» **Exercise aim**
Reproduce the data in full, exactly as given, leaving images out.

[Image-grounded pointing data]
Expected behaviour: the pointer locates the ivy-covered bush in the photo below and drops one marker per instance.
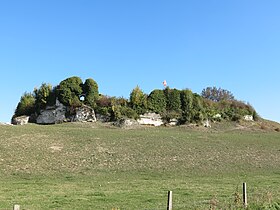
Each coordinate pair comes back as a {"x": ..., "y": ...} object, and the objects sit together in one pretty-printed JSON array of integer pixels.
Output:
[
  {"x": 90, "y": 90},
  {"x": 69, "y": 91},
  {"x": 138, "y": 100},
  {"x": 26, "y": 105},
  {"x": 157, "y": 102}
]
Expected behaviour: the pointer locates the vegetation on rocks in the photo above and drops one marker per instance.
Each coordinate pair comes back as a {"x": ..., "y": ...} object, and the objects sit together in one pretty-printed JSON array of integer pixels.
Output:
[{"x": 182, "y": 105}]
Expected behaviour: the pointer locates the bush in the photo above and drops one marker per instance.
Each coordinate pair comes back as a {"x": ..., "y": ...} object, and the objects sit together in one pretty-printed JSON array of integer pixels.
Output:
[
  {"x": 138, "y": 100},
  {"x": 217, "y": 94},
  {"x": 26, "y": 105},
  {"x": 90, "y": 89},
  {"x": 157, "y": 101},
  {"x": 44, "y": 96},
  {"x": 173, "y": 101},
  {"x": 69, "y": 91},
  {"x": 186, "y": 105}
]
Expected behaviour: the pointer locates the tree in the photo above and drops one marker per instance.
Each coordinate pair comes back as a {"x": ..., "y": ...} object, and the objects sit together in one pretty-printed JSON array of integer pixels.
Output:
[
  {"x": 26, "y": 105},
  {"x": 173, "y": 101},
  {"x": 138, "y": 100},
  {"x": 215, "y": 94},
  {"x": 157, "y": 101},
  {"x": 44, "y": 96},
  {"x": 187, "y": 105},
  {"x": 90, "y": 89},
  {"x": 69, "y": 91}
]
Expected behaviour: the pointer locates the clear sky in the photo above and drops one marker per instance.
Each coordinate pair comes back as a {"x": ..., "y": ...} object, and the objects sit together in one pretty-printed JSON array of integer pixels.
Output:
[{"x": 232, "y": 44}]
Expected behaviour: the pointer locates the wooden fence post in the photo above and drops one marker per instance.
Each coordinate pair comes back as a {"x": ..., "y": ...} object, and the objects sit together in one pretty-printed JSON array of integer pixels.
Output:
[
  {"x": 169, "y": 201},
  {"x": 16, "y": 207},
  {"x": 245, "y": 202}
]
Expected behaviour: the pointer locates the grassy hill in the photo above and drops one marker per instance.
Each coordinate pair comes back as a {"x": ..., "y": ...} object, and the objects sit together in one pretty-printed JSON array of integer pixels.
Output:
[{"x": 97, "y": 166}]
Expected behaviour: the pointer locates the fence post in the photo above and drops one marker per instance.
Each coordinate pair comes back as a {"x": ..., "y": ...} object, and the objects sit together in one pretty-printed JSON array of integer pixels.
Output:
[
  {"x": 245, "y": 202},
  {"x": 16, "y": 207},
  {"x": 169, "y": 201}
]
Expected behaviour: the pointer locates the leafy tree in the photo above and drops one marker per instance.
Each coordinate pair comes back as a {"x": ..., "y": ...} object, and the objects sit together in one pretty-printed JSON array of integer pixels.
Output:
[
  {"x": 90, "y": 89},
  {"x": 69, "y": 91},
  {"x": 173, "y": 101},
  {"x": 138, "y": 100},
  {"x": 187, "y": 105},
  {"x": 198, "y": 113},
  {"x": 26, "y": 105},
  {"x": 157, "y": 101},
  {"x": 217, "y": 94},
  {"x": 44, "y": 96}
]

» **Output below**
Expected behaviour: the pointer locates the ivy-covered bush in the photo below and drops one marker per instance.
Each coordinate pair comes back as a {"x": ..., "y": ...} object, and the objects sit together in one pretty-printed JSON array of integer pixels.
Output:
[
  {"x": 90, "y": 90},
  {"x": 69, "y": 91},
  {"x": 138, "y": 100},
  {"x": 26, "y": 105},
  {"x": 157, "y": 102}
]
Expected behaviour: the pointer locates the vegetation on rocks in the photo above and drops one marker per instance.
Each coordinate pair comes back as a {"x": ..., "y": ...} object, and the objects sit together in one pretty-printed JSON array of integer pixels.
Output:
[{"x": 182, "y": 105}]
Expected behaviour: the pointer locates the bush in the photo above and drops one marker per instance.
Each coordinate pair comes back as a {"x": ..., "y": ...} object, and the objects sit together in one pretty-printed JSON array of integer pixels.
Output:
[
  {"x": 138, "y": 100},
  {"x": 217, "y": 94},
  {"x": 26, "y": 105},
  {"x": 90, "y": 89},
  {"x": 157, "y": 101},
  {"x": 44, "y": 96},
  {"x": 173, "y": 101},
  {"x": 69, "y": 91},
  {"x": 186, "y": 105}
]
Expected behaviour: the pointer locates the tree in the photo above and drops one marker per instance.
Each coordinate pair comes back as a {"x": ..., "y": ...} object, and the objects sit together in one pretty-printed JSON array of integer pixels.
Output:
[
  {"x": 26, "y": 105},
  {"x": 173, "y": 101},
  {"x": 138, "y": 100},
  {"x": 215, "y": 94},
  {"x": 157, "y": 101},
  {"x": 44, "y": 96},
  {"x": 187, "y": 105},
  {"x": 90, "y": 89},
  {"x": 69, "y": 91}
]
Expected behaviour: the pointer locates the clear sky in the photo above and drops one marker per instance.
Each coordinate pair comes back as a {"x": ..., "y": ...} object, and the objects sit together in one pretty-printed JSON array of integer pixels.
Output:
[{"x": 232, "y": 44}]
Expected behaviour: the pointer locates the wooden fence post in the photo above and drops one marker per instance.
Each coordinate pair comes back as a {"x": ..., "y": ...} object, and the objects sit together in one pretty-printed JSON array of integer pixels.
Output:
[
  {"x": 169, "y": 201},
  {"x": 16, "y": 207},
  {"x": 245, "y": 202}
]
Expected behaviour: the pointer locates the grassy hill in the photo above and drops one marker per instance.
Each coordinate pair comes back as a {"x": ..., "y": ...} object, and the objects sit together in one pretty-printed JSON array of integer pixels.
Output:
[{"x": 97, "y": 166}]
Expected behaviour: the pointer locates the fence post in the photo above and drops one marker per instance.
Each coordinate pair comes back as a {"x": ..., "y": ...} object, and the objects sit together in one pretty-printed JSON array of integer pixels.
Output:
[
  {"x": 245, "y": 202},
  {"x": 16, "y": 207},
  {"x": 169, "y": 201}
]
Expected behaviour: the pointer locates the leafy tree in the photo above and drops one marker per instance.
Each coordinate pair comes back as a {"x": ..., "y": ...} object, and the objects sit together in one pretty-printed JSON array of integer pixels.
Output:
[
  {"x": 90, "y": 89},
  {"x": 69, "y": 91},
  {"x": 173, "y": 101},
  {"x": 138, "y": 100},
  {"x": 187, "y": 105},
  {"x": 198, "y": 113},
  {"x": 26, "y": 105},
  {"x": 157, "y": 101},
  {"x": 217, "y": 94},
  {"x": 44, "y": 96}
]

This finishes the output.